### PROBLEM DETAILS:
Below are records to transcribe exactly, without their pictures.
╭─ STORED ROWS
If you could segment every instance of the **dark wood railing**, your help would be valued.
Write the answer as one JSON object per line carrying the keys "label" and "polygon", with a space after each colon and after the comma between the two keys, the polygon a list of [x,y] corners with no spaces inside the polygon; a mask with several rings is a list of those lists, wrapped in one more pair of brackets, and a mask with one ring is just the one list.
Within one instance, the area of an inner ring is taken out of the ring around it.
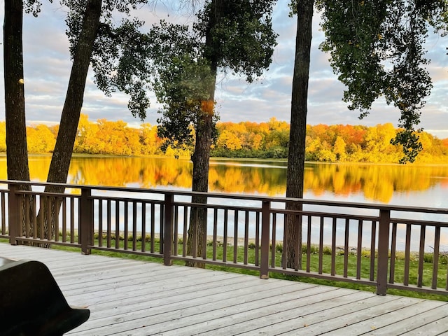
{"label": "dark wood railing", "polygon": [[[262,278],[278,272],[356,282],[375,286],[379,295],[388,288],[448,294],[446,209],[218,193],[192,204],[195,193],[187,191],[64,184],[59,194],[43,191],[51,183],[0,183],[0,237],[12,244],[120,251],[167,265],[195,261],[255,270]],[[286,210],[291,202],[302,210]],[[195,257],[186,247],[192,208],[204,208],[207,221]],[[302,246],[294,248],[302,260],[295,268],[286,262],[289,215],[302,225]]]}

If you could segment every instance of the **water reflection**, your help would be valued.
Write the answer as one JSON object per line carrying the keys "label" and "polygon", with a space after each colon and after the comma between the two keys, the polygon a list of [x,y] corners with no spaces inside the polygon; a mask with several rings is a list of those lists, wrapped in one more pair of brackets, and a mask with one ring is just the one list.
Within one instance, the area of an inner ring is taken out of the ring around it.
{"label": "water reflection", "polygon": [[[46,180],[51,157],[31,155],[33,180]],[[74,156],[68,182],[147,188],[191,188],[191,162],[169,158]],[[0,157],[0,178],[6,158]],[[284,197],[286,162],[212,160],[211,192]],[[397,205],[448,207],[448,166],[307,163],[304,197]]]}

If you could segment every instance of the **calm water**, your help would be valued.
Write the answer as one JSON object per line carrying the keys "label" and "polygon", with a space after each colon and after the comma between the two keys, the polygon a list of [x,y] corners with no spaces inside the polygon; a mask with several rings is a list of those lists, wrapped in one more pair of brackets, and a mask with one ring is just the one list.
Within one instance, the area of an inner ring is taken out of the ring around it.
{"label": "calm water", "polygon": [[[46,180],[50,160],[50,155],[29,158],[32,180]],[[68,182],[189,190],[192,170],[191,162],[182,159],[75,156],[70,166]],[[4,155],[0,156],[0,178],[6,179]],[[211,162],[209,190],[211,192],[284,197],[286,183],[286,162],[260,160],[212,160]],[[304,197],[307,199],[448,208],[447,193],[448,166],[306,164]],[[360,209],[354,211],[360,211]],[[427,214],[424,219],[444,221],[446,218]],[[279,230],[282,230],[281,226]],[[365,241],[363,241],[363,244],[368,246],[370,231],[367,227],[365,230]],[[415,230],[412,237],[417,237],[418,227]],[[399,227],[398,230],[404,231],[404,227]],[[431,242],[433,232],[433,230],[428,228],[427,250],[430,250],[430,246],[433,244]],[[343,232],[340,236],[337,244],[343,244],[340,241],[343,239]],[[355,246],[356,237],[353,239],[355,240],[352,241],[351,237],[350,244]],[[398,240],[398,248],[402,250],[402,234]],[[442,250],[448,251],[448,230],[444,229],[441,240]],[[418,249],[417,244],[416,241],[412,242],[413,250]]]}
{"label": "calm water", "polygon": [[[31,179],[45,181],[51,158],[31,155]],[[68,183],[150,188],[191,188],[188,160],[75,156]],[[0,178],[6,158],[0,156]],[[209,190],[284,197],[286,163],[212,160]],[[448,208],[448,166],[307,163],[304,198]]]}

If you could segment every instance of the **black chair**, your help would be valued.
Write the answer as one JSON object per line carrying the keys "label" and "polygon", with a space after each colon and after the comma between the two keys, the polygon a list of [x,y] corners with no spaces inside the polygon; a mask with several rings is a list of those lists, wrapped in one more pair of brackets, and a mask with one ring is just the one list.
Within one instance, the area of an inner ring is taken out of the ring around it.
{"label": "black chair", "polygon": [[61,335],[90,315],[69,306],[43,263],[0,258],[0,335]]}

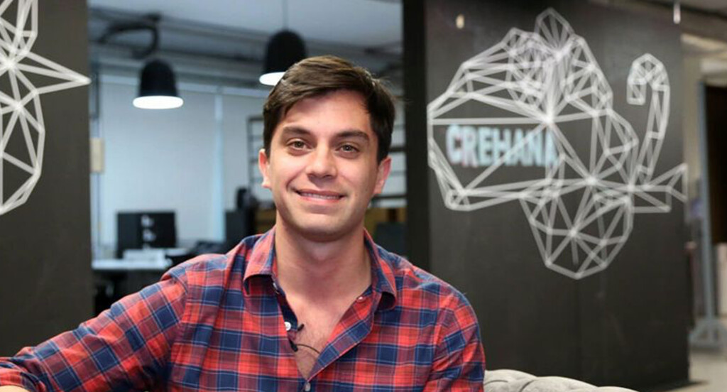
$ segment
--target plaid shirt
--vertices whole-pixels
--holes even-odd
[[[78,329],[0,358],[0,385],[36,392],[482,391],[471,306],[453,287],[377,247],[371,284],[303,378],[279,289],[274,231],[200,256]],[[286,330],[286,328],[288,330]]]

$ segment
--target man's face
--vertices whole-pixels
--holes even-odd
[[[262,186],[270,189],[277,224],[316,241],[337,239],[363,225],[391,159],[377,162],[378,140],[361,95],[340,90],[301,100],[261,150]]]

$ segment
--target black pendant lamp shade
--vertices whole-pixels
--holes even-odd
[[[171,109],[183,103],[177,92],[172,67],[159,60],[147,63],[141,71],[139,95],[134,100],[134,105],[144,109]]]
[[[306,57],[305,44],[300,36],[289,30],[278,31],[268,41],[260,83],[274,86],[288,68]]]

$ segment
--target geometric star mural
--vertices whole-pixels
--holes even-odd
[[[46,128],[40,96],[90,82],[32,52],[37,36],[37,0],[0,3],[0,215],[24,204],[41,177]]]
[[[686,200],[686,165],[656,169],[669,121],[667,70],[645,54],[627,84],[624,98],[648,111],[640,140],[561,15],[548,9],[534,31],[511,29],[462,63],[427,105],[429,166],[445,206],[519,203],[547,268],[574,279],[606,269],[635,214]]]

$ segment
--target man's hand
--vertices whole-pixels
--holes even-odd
╰─
### COMPLETED EXERCISE:
If you could segment every instance of the **dark wood railing**, your help would be valued.
Write the answer as one JSON object per line carrying the keys "label" and "polygon", with a space after each colon and after the comma between the two keys, the polygon a list of [x,y] corners with no spaces inside the polygon; a mask with several rings is a list of those lists, wrapped in one more pair of brackets, and a mask with one ring is just the one list.
Within one instance, the area of an inner ring is taken out of the ring around it.
{"label": "dark wood railing", "polygon": [[[262,278],[278,272],[356,282],[375,286],[379,295],[388,288],[448,294],[446,209],[218,193],[192,204],[195,193],[187,191],[64,184],[59,194],[43,191],[51,183],[0,183],[0,237],[12,244],[120,251],[167,265],[195,261],[255,270]],[[286,210],[291,202],[302,210]],[[195,257],[186,247],[192,208],[204,208],[207,221]],[[302,246],[294,248],[302,260],[295,268],[286,262],[289,215],[302,225]]]}

If you could segment every instance of the **water reflection**, your help would be valued.
Write the answer as one JSON object per line carrying the keys "label" and "polygon", with a space after each colon and after the comma between the two keys, the polygon a list of [x,y] corners with no spaces inside the polygon; a mask with several rings is a list of those lists, wrapped in one more pair of brackets, and a mask with one ring is just the one list.
Within one instance, the area of an inner ring is taken out of the ring around it.
{"label": "water reflection", "polygon": [[[46,180],[51,157],[31,155],[33,180]],[[74,156],[68,182],[147,188],[191,188],[191,162],[169,158]],[[0,157],[0,178],[6,158]],[[284,197],[286,162],[212,160],[211,192]],[[397,205],[448,207],[448,166],[307,163],[304,197]]]}

If you could segment every instance of the **calm water**, your help would be valued.
Write the answer as one JSON object per line carrying the keys "label" and "polygon", with a space after each colon and after the comma between the two keys, the polygon a list of [x,y] corners with no spaces inside the polygon; a mask with several rings is a list of those lists, wrapped in one more pair of brackets, and a mask with one ring is just the one list.
Within one instance, the area of an inner ring is taken out of the ring around it.
{"label": "calm water", "polygon": [[[46,180],[50,160],[50,155],[29,158],[32,180]],[[68,182],[189,190],[192,170],[191,162],[182,159],[75,156],[70,166]],[[4,155],[0,156],[0,178],[6,179]],[[211,162],[209,190],[211,192],[284,197],[286,183],[286,162],[260,160],[212,160]],[[304,197],[307,199],[448,208],[447,193],[448,166],[306,164]],[[360,209],[354,211],[360,211]],[[427,214],[424,219],[444,221],[446,218]],[[279,230],[282,230],[281,226]],[[365,241],[363,241],[363,244],[368,246],[370,231],[367,227],[365,230]],[[415,230],[412,237],[417,237],[418,227]],[[399,227],[398,230],[404,231],[404,227]],[[431,242],[433,232],[433,230],[428,228],[427,250],[430,250],[430,246],[433,244]],[[343,232],[340,236],[337,244],[343,244],[340,241],[343,239]],[[355,246],[356,237],[353,239],[355,240],[352,241],[351,237],[350,244]],[[398,240],[398,248],[402,250],[402,234]],[[442,250],[448,251],[448,230],[444,229],[441,240]],[[418,249],[417,244],[416,241],[412,242],[413,250]]]}
{"label": "calm water", "polygon": [[[31,179],[45,181],[51,158],[31,155]],[[68,183],[150,188],[191,188],[188,160],[75,156]],[[0,178],[6,158],[0,156]],[[209,190],[284,197],[286,163],[212,160]],[[448,208],[448,166],[307,163],[304,198]]]}

If you could segment every instance of the **black chair**, your help would be valued.
Write the answer as one JSON object per line carrying the keys "label" and "polygon", with a space after each colon and after the comma between the two keys, the polygon a list of [x,y] corners with no spaces inside the polygon; a mask with several rings is a list of those lists, wrapped in one more pair of brackets, and a mask with one ring is just the one list.
Within one instance, the area of an inner ring is taken out of the ring around it.
{"label": "black chair", "polygon": [[61,335],[90,315],[69,306],[43,263],[0,258],[0,335]]}

$ segment
--target plaid shirt
--vertices whole-pixels
--holes even-odd
[[[78,329],[0,358],[0,385],[36,392],[482,391],[471,306],[453,287],[377,247],[371,284],[303,378],[279,289],[274,231],[200,256]],[[286,330],[286,328],[288,330]]]

$ segment
--target man's face
--vertices whole-pixels
--holes even-odd
[[[262,186],[270,189],[277,224],[316,241],[337,239],[363,225],[391,159],[377,162],[378,140],[361,95],[340,90],[301,100],[261,150]]]

$ segment
--target black pendant lamp shade
--vertices whole-pixels
--holes even-odd
[[[171,109],[183,103],[177,92],[172,67],[159,60],[147,63],[141,71],[139,95],[134,100],[134,105],[144,109]]]
[[[306,57],[305,44],[300,36],[289,30],[278,31],[268,41],[260,83],[274,86],[288,68]]]

$ segment
--target geometric star mural
--vertices whole-pixels
--holes even-odd
[[[46,128],[40,96],[90,82],[32,52],[37,36],[37,0],[0,3],[0,215],[24,204],[41,177]]]
[[[686,200],[686,165],[656,169],[669,121],[667,70],[645,54],[627,84],[624,98],[648,111],[640,140],[561,15],[548,9],[534,31],[511,29],[462,63],[427,105],[429,166],[445,206],[519,203],[547,268],[574,279],[606,269],[635,214]]]

$ segment
--target man's hand
--vertices whole-pixels
--holes even-odd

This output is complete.